*本文*:
J1連覇を目指す横浜F・マリノス、鹿島アントラーズとの上位対決を制す!勝敗を分けたポイントは?

試合終了後に歓声が上がったのは、アウェーの横浜F・マリノス側だった。

リーグ戦ここ3試合勝ちがなかった前年度王者のF・マリノスが、今シーズンリーグ戦でのホームゲームにおいて4月15日のヴィッセル神戸(1-5)以来負けがなかった鹿島アントラーズを相手に2−1で勝利し、優勝争いに望みをつなぐ勝ち点3を獲得した。

前半は鹿島ペースだった。F・マリノスはビルドアップができず、守備の対応に追われていた。15分にセットプレーから鈴木優磨に決められた先制点は、マークのチェックをしっかりとしていれば防げた失点であり、これからに向けた課題になりそうだ。

先制点をとって勢いづく鹿島はハイラインの裏をつく攻撃で、何度もF・マリノスの守備陣を脅かす。また、前半セカンドボールはほぼ鹿島が奪取しており、F・マリノスはボールが拾えずに苦戦を強いられていた。

だからこそ、苦しんでいた中でとれた34分のアンデルソン・ロペスのゴールはチームにとって大きなものだっただろう。この同点弾をきっかけにF・マリノスがペースを掴み始めたところで前半が終わった。

*課題*: 上の試合記事のうち、「J1連覇を目指す横浜F・マリ」から「えずに苦戦を強いられていた。」までをすべて、一字も変えずに書き写せ。

データセット抜粋
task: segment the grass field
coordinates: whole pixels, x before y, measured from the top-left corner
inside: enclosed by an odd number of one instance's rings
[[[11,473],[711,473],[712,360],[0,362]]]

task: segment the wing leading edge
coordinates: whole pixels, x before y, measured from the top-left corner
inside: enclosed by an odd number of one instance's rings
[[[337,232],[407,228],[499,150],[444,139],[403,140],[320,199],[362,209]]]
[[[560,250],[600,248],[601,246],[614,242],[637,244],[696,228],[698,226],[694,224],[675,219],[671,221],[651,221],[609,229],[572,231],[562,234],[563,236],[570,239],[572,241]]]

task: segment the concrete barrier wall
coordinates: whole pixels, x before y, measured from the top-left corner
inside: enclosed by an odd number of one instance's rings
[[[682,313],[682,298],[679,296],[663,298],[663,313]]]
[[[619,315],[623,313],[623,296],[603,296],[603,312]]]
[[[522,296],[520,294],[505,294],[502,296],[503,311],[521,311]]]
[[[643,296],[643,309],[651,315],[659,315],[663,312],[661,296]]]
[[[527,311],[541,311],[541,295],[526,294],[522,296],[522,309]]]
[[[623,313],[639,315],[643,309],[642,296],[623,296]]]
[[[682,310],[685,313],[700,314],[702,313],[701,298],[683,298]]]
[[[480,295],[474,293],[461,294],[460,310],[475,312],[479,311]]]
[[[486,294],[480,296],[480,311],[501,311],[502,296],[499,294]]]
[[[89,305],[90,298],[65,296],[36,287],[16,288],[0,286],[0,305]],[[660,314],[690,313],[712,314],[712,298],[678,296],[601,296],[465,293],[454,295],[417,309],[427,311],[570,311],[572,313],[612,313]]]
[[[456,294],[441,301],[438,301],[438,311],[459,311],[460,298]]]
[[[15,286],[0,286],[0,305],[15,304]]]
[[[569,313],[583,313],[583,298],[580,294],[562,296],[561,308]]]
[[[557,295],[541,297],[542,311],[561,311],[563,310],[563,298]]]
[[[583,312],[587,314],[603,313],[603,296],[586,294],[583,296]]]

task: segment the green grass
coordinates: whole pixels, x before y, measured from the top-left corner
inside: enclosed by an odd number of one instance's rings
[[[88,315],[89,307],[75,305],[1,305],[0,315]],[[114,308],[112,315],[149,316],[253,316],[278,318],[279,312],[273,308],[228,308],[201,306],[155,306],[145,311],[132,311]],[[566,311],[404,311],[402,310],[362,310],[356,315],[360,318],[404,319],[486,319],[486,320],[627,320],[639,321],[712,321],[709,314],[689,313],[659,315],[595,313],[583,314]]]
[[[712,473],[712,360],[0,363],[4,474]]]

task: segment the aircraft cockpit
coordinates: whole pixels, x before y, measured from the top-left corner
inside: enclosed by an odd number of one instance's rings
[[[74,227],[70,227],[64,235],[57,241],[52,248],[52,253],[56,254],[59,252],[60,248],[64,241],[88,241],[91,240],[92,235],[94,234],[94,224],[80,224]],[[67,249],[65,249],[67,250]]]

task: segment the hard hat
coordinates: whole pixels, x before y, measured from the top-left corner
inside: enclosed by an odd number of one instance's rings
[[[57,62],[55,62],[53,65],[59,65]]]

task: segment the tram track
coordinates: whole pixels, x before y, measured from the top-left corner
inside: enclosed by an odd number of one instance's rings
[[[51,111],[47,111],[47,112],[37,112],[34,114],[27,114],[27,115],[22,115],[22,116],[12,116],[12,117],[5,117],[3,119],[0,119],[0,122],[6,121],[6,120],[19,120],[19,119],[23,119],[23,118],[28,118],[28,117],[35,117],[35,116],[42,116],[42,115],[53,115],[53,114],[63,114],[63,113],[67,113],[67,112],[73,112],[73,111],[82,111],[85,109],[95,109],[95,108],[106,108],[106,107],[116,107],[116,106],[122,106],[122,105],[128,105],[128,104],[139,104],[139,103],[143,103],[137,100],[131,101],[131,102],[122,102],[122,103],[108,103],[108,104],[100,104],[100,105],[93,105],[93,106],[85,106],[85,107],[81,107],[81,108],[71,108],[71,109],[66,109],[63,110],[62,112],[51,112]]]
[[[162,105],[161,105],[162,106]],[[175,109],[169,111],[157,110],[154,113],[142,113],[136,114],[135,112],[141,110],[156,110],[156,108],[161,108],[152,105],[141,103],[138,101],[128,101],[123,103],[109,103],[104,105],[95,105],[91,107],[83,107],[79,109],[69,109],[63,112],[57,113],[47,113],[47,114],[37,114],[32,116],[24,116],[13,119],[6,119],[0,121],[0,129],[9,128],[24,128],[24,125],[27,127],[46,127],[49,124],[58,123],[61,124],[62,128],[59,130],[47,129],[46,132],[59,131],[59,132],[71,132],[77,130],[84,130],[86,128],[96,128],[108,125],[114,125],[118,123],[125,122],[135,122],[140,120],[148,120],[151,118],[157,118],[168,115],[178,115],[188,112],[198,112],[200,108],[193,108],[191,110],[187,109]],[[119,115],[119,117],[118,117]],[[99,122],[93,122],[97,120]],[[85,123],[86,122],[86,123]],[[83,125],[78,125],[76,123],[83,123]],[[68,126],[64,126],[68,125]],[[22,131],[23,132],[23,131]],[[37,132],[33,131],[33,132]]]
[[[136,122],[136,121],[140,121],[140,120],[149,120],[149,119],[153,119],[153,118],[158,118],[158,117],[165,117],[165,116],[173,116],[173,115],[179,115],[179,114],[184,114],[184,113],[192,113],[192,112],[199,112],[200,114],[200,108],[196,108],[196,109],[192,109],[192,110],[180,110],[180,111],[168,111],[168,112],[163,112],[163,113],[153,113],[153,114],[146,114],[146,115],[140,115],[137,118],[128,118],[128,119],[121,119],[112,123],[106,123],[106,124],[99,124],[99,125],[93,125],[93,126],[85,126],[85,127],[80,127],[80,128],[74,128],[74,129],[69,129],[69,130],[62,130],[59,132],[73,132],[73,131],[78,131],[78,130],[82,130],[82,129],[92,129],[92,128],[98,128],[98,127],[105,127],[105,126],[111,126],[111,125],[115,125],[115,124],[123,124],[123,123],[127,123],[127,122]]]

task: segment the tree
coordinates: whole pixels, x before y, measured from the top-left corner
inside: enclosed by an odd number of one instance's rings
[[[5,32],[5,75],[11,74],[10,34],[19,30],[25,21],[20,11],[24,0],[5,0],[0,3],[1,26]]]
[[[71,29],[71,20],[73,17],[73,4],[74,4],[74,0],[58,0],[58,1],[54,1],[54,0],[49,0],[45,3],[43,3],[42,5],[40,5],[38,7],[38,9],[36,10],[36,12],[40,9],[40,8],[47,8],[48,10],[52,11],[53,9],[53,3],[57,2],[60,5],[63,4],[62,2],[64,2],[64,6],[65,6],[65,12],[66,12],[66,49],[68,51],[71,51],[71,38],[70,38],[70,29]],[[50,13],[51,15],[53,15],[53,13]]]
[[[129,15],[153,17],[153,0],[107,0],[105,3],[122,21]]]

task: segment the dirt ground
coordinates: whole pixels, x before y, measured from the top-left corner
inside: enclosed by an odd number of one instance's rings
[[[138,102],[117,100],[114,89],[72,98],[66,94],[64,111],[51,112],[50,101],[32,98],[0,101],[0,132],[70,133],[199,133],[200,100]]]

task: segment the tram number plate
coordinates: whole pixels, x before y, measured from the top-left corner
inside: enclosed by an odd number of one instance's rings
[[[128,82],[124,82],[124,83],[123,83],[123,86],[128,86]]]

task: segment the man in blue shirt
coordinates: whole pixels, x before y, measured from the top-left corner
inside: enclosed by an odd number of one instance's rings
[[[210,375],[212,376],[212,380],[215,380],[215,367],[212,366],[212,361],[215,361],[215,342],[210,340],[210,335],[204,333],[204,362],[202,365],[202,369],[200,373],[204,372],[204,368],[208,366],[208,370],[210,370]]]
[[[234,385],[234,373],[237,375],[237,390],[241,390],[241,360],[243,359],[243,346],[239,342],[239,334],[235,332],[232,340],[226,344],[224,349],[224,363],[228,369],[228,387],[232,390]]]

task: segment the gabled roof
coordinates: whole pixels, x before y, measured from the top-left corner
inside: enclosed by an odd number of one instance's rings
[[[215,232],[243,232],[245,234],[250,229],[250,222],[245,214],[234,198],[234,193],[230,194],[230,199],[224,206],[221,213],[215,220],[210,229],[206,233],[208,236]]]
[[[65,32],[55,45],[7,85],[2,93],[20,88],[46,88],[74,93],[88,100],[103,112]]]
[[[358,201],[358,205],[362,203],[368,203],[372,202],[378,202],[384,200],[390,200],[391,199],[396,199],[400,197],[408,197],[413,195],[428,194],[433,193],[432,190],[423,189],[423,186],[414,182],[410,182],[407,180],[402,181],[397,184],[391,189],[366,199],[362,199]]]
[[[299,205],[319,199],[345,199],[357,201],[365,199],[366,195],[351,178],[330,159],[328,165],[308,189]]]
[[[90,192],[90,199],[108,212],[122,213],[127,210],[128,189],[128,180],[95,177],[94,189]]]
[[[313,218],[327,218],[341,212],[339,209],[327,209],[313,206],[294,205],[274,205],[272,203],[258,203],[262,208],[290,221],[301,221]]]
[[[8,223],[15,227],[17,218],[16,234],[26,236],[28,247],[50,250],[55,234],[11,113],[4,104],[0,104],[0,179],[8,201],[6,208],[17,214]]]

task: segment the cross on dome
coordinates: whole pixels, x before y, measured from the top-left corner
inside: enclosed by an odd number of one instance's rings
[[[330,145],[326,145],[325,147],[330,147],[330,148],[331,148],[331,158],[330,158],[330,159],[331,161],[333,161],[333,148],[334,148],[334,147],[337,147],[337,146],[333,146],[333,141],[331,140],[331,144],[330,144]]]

*解答*:
J1連覇を目指す横浜F・マリノス、鹿島アントラーズとの上位対決を制す!勝敗を分けたポイントは?

試合終了後に歓声が上がったのは、アウェーの横浜F・マリノス側だった。

リーグ戦ここ3試合勝ちがなかった前年度王者のF・マリノスが、今シーズンリーグ戦でのホームゲームにおいて4月15日のヴィッセル神戸(1-5)以来負けがなかった鹿島アントラーズを相手に2−1で勝利し、優勝争いに望みをつなぐ勝ち点3を獲得した。

前半は鹿島ペースだった。F・マリノスはビルドアップができず、守備の対応に追われていた。15分にセットプレーから鈴木優磨に決められた先制点は、マークのチェックをしっかりとしていれば防げた失点であり、これからに向けた課題になりそうだ。

先制点をとって勢いづく鹿島はハイラインの裏をつく攻撃で、何度もF・マリノスの守備陣を脅かす。また、前半セカンドボールはほぼ鹿島が奪取しており、F・マリノスはボールが拾えずに苦戦を強いられていた。